» **Consignes**:
- A) Relevez tous les noms de lieux géographiques cités dans le texte sur le mouvement anarchiste.
- B) Poursuivez le texte sur le mouvement anarchiste à la suite de sa dernière phrase.

» **Document source**:
-- -- --
Seconde caractéristique de cette deuxième
période du mouvement anarchiste :
Les formes d’existence que revêtent ces mouvements ouvriers
libertaires, les conditions et les bases professionnelles et sociologiques
à partir desquelles ils se développent sont extrêmement
diverses suivant les pays et les régions, depuis la fédération
jurassienne de la Première Internationale, avec ses très
sérieux et cultivés ouvriers horlogers du Jura Suisse,
jusqu’aux syndicats CNT des ouvriers agricoles analphabètes
d’Andalousie en passant par les si originaux IWW des États-Unis,
et bien d’autres formes encore que je ne peux pas détailler.
-- -- --
» **Extrait source**:
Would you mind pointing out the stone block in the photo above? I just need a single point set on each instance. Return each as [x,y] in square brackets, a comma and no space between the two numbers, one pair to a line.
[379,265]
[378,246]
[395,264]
-- -- --
» **Réponses finales**:
- A) Jura Suisse, Andalousie, États-Unis

- B)
Troisième caractéristique :
Ces mouvements ouvriers libertaires de la seconde période
de l’anarchisme n’apparaissent pas partout et ils touchent
peu les pays les plus industrialisés. On les trouve principalement
et durablement dans les pays latins, en France, en Espagne et en
Italie, dans la plupart des pays d’Amérique Latine,
au Brésil, au Chili, en Argentine, en Uruguay, au Mexique,
etc., avec quelques exceptions notables, en Suède par exemple
avec la SAC, aux USA avec les IWW, en Bulgarie, et également,
beaucoup plus brièvement, et seulement dans les périodes
révolutionnaires, en Russie en 1905 et 1917 ou en Allemagne
au lendemain de la Première Guerre mondiale.
Quatrième caractéristique qui découle
des trois autres :
Si l’anarchisme s’est massivement identifié
à un grand nombre de luttes et de mouvements ouvriers, il
n’a toujours été qu’une dimension ou une
des manifestations minoritaires de ces mouvements, l’expression
de ce dont les conditions de la vie ouvrière étaient
porteuses, à un moment donné, comme potentialités
et comme perspectives émancipatrices. Même en Espagne
où l’anarcho-syndicalisme a été particulièrement
puissant, il a dû coexister avec le réformisme de l’UGT
socialiste.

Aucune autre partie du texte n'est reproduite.